▶ [Task to complete]:
Each entry is to be given again precisely, and no picture may be carried over.

▶ [Provided information]:
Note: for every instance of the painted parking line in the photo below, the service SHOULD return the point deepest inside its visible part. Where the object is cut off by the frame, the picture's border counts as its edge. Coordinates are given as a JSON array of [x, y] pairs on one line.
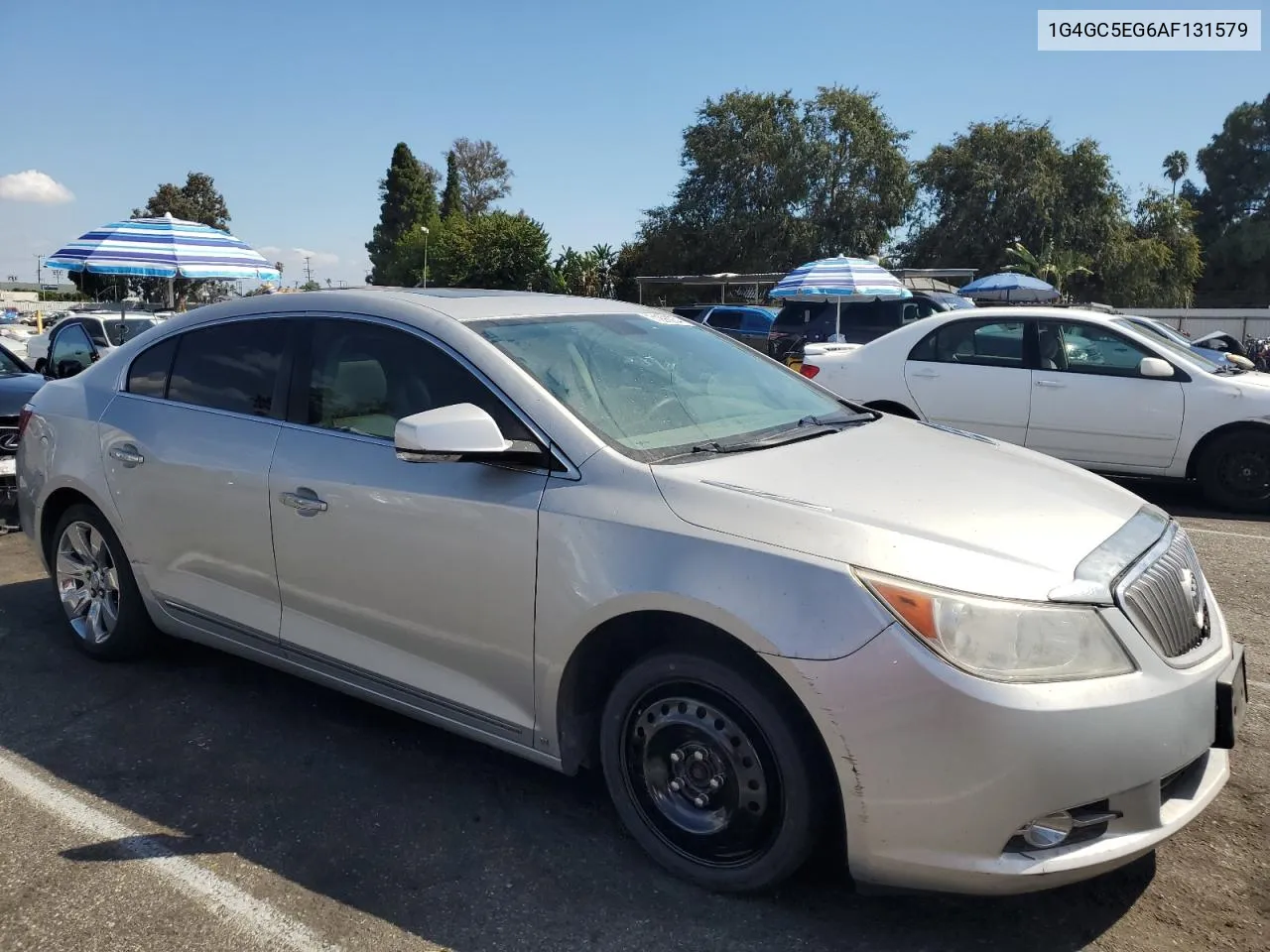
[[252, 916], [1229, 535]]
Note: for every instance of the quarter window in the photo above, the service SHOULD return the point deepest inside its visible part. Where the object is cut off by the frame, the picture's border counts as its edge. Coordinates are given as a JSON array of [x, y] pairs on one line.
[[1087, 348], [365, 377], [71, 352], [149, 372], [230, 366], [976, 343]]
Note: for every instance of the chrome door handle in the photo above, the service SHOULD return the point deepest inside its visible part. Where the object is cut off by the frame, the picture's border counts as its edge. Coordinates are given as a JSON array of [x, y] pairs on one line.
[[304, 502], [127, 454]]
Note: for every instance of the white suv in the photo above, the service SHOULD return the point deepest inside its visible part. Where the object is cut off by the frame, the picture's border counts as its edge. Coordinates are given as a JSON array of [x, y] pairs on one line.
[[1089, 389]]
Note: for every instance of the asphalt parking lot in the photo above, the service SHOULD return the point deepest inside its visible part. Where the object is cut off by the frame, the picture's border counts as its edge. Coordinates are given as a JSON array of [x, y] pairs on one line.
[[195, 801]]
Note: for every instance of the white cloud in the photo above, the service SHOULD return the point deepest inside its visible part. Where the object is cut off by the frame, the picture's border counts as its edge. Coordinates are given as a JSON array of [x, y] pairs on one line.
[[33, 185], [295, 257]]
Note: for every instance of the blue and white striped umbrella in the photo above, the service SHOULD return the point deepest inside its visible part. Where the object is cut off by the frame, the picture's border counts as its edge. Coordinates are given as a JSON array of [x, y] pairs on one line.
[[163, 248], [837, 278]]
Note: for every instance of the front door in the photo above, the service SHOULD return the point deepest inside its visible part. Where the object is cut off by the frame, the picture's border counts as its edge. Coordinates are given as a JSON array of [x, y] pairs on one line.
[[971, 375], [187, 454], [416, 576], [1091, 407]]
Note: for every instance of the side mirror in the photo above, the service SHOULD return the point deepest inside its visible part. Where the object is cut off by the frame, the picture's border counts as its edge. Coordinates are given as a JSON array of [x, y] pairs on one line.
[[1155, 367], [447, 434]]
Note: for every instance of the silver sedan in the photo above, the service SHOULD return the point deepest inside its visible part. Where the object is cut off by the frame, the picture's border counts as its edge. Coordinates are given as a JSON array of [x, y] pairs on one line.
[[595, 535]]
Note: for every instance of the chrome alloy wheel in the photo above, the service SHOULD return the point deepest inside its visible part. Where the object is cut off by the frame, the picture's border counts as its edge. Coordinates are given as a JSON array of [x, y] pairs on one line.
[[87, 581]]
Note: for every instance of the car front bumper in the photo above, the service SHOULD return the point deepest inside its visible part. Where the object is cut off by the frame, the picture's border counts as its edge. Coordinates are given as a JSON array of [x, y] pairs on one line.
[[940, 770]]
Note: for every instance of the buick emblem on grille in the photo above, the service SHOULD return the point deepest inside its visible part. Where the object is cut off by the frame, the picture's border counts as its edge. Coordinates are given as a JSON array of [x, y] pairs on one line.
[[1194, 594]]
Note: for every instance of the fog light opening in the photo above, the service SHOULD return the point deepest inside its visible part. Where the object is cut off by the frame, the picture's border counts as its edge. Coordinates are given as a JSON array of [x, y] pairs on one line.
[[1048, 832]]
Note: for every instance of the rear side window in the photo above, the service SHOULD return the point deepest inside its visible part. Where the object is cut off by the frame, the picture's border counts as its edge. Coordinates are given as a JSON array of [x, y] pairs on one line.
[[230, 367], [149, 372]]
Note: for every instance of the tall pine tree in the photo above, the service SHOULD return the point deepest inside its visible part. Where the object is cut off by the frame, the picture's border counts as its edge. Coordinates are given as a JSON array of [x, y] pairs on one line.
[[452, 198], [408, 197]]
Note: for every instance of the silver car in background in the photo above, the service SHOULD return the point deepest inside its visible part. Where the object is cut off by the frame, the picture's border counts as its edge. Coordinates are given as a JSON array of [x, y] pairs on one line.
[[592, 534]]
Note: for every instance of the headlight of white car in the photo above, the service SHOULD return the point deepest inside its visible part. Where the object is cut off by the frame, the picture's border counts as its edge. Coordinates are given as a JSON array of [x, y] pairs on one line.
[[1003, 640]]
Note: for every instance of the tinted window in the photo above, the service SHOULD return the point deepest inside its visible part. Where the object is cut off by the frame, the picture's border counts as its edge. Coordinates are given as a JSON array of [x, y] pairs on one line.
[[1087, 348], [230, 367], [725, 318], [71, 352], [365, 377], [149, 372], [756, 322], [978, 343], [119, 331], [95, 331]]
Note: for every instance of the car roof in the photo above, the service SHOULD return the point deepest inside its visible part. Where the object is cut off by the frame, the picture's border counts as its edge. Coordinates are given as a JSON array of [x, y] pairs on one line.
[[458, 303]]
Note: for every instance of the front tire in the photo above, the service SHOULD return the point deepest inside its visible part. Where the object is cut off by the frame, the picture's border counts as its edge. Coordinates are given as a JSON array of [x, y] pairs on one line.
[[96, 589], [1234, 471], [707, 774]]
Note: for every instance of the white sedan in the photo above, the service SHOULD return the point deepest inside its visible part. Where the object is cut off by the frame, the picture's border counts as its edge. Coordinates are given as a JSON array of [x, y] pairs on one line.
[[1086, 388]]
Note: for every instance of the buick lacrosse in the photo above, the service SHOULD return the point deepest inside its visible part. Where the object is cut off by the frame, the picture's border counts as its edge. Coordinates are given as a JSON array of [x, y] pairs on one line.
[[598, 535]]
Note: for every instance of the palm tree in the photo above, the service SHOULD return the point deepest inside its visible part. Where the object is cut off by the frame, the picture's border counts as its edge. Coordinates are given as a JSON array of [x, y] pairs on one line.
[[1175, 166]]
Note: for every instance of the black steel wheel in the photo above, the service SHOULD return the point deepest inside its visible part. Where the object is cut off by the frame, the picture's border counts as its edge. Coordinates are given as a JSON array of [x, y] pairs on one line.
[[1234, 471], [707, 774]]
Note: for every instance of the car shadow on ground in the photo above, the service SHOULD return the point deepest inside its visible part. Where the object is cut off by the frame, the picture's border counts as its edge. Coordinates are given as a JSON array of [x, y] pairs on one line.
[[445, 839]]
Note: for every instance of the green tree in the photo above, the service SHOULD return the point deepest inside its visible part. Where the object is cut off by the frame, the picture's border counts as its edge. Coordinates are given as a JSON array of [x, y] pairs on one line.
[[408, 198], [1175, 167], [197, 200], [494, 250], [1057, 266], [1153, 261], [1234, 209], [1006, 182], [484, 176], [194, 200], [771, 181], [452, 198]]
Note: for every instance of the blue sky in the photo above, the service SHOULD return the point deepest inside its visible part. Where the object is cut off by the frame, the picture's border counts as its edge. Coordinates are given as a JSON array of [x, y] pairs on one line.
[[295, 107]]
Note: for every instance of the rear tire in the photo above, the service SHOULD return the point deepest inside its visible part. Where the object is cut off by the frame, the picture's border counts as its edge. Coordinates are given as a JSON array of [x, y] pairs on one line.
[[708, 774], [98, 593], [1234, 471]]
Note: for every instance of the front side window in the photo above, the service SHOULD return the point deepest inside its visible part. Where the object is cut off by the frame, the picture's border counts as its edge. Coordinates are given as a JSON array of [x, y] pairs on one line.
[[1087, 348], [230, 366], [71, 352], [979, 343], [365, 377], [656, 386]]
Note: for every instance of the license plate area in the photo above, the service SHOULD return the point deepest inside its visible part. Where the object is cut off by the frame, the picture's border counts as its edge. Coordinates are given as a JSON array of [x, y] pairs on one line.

▶ [Response to this task]:
Note: for every instance of the painted parking line in the photo below, the service SHOULD return the point deepest inside its visible part. Where the object is cut off by the frame, the picture's border counts as its edge. Coordinates are given as a JSON array of [x, y] pairs on one line.
[[252, 916], [1229, 535]]
Note: for every instance of the quarter window in the photo above, the service SHOULD return the point deepest inside its visible part. Where the object is cut off by the frame, the picture's border counts as its edge. Coordinates are given as a JSON array of [x, y] pairs on one line.
[[1087, 348], [365, 377], [71, 352], [149, 372], [230, 366], [976, 343]]
Note: for every instance of the chrome door handle in the photo above, the service SHOULD return the point deepest inside its visible part. Where the object is cut off by the frame, the picture's border counts as its edge. Coordinates are given as a JSON array of [x, y] pairs on one line.
[[304, 502], [127, 454]]
Note: for every instance of the white suv in the photo above, the service SHOULD return the point deepest inside its visible part. Where the object is cut off by the frame, the picture's border counts as its edge. Coordinates are given as a JSON array of [x, y] pairs on one line.
[[1089, 389]]
Note: for every instance of the asphalt parking lot in the photo above, the service SHOULD return the point deepest inside its visible part. Where the object is cut off by the frame, the picture's border counts as its edge. Coordinates are given as a JSON array of [x, y] pairs on one line.
[[195, 801]]
Note: for every instance of the white cloud in the photo above, the service SHOULD return the point deepest inside its visible part. Where the object is cut off by the frame, the picture's border counts as its edge. Coordinates are given as a JSON array of [x, y] pairs on one line.
[[33, 185], [295, 257]]
Note: for every instance of the blue and white striped umbrella in the photo above, the service SHOULD return the point deepest inside its visible part. Where the object is cut off by the frame, the picture's border counts as its edge. Coordinates are given as a JSON array of [x, y] pairs on one line.
[[163, 248], [837, 278]]
Note: for every instance of the front door in the photo above, the service SHOULD return the point deepest inside its visible part. Where the object is cut off by the frame, the picture's border counts as its edge. Coordinates are given as a JSON array of [x, y] pairs on one line.
[[971, 375], [187, 454], [416, 576], [1091, 407]]
Note: for every instance of the side mirror in the photo above, the service SHOULD return the point deepest inside its visible part. Where the object is cut off by the frame, the picture's border counts as its edge. Coordinates are given as a JSON array of [x, y] pairs on one line.
[[1155, 367], [447, 434]]
Note: for every instance of the silver sedan in the photo above, the service SHOULD return the point deepest inside its visible part. Where the object is cut off by the frame, the picture's border counts as its edge. Coordinates are given as a JSON array of [x, y] pairs on one line.
[[595, 535]]
Note: for every instance of the chrome alloy wheel in the photo above, the service SHOULD return the point deepest inside its visible part. Where the object is cut off by the frame, the picture's border counts as its edge. Coordinates are given as a JSON array of [x, y] pairs on one line.
[[87, 581]]
Note: for every instance of the car front bumper in the photo above, the service SHOULD return the point deepest inside its visible part. Where the object is cut off by the frame, the picture's border counts as its edge. Coordinates are given as a JSON array of [x, y] pairs on one line.
[[940, 770]]
Note: for every instance of the buick emblem on grille in the photo above, the service SHOULD return the point deepest inside its visible part. Where the object is cut off by the frame, the picture's border counts as its edge. Coordinates are given as a JSON array of [x, y] pairs on one line.
[[1194, 594]]
Note: for every instance of the fog light opening in the photo above, the service SHOULD return the point deepest inside its visible part. Where the object is cut off by the frame, the picture's border counts as its edge. Coordinates are given as a JSON array of [x, y] pairs on one line.
[[1048, 832]]
Note: for every instance of the rear side window in the photo above, the service SHOULD return the point deepest inside its visible part. Where the object is cut off by the frame, the picture's border counts as its edge. Coordinates are given as a JSON array of [x, y] pairs on one line.
[[230, 367], [149, 372]]
Note: for every instance of the tall pine tree in the photo above, the service SHOULD return the point deepest inside its visible part. Where the object is cut off by the frame, the picture's border counts as its edge. Coordinates are given as a JSON array of [x, y] pairs on one line.
[[452, 198], [408, 197]]
Note: for every instance of the silver car in background in the photo above, the service SHOULD return the point deepest inside its visible part. Where the object is cut off by the frame, the picture's border counts as its edge. Coordinates are given as a JSON array of [x, y] pairs on one line.
[[592, 534]]
Note: for every instance of the headlight of white car in the photo above, the service SHOULD return the point deepest inside its visible part. Where the object is cut off by the frame, the picture's border counts as its edge. Coordinates are given as a JSON array of [x, y] pairs on one line.
[[1003, 640]]
Note: for every instance of the tinted window in the photo above, the service SHOULD return the point deepest inside its visible part. Where the object is cut off by the frame, the picture's border counts as its edge. Coordinates are given as a JSON array of [x, y] pairs on one line.
[[1087, 348], [230, 367], [725, 318], [71, 352], [365, 377], [149, 372], [756, 322], [978, 343], [119, 331], [95, 331]]
Note: for every instance of the car roof in the photo above, the service SHOULD return the point deepest inside its visible part. Where the object is cut off by the frame, the picture's border counts as its edge. Coordinates are given as a JSON array of [x, y] pairs on one line.
[[458, 303]]
Note: for every instance of the front tire in the photo above, the service SHOULD return the point deepest inside its visible part. Where the object is cut off by the frame, the picture's border counts as its edge. Coordinates are given as a JSON array of [x, y] pairs on one line.
[[96, 589], [1234, 471], [707, 774]]
Note: for every instance of the white sedan in the photo above, the service SHOULD return the point deepest inside its visible part. Where the object is cut off by the frame, the picture's border counts as its edge. Coordinates are given as a JSON array of [x, y] pairs on one line.
[[1086, 388]]
Note: for every instance of the buick lacrosse in the photo above, the service SHOULD return the point deepest inside its visible part. Where the object is cut off by the frame, the picture's border counts as its edge. Coordinates are given as a JSON array of [x, y] pairs on one line.
[[598, 535]]
Note: for every instance of the palm tree in the photo above, the service SHOULD return the point deepest inside its visible part. Where the object is cut off by the frame, the picture's border counts as its edge. Coordinates are given as a JSON array of [x, y] pairs on one line.
[[1175, 166]]
Note: for every instance of the black steel wheel in the photo above, the service SHOULD return the point deepest inside its visible part. Where the object is cut off by the frame, the picture's border counts as its edge. Coordinates are given as a JSON array of [x, y] pairs on one line.
[[1234, 471], [707, 774]]
Note: for every instance of the car shadow on ground in the photo above, the service SHOULD return the point deepest inside its visible part. Where the object is cut off by the frame, the picture's border counts as its edge. Coordinates are given as a JSON array of [x, y] pairs on one line.
[[445, 839]]
Note: for every instance of the green tree in the photo above, the service SHOULD return the point deepest inside its visible part. Where the object is cut off by the frame, the picture's border counts as its edge. Coordinates are given as a JSON array of [x, y] pairs on one line.
[[408, 198], [1175, 167], [197, 200], [494, 250], [1057, 266], [1153, 261], [1234, 209], [1006, 182], [484, 176], [194, 200], [771, 181], [452, 198]]
Note: for every instance of the blue sky in the photo above, the service SHOULD return the point deepest inside its visible part. Where the object is cut off by the frame, the picture's border counts as its edge. Coordinates are given as a JSON array of [x, y] pairs on one line.
[[295, 107]]
Note: for every instance of the rear tire in the photo above, the service SHOULD return the point deepest inside its visible part. Where the object is cut off by the frame, the picture's border counts as its edge. Coordinates are given as a JSON array of [x, y] pairs on one line.
[[708, 774], [98, 593], [1234, 471]]
Note: for every instance of the front side window in the photo above, the service SHOULD return the point deepest inside its visible part. Where the object is cut off by the frame, the picture's border counts as its edge. Coordinates are given as a JSON array of [x, y] pairs on one line.
[[1087, 348], [230, 366], [71, 352], [979, 343], [365, 377], [656, 386]]
Note: for every instance of the license plate area in the photo above, the service SHOULD return the point deepest inside its visible part. Where the object is cut off by the frame, the picture's border counts as its edge. Coordinates are given as a JSON array of [x, y] pairs on one line.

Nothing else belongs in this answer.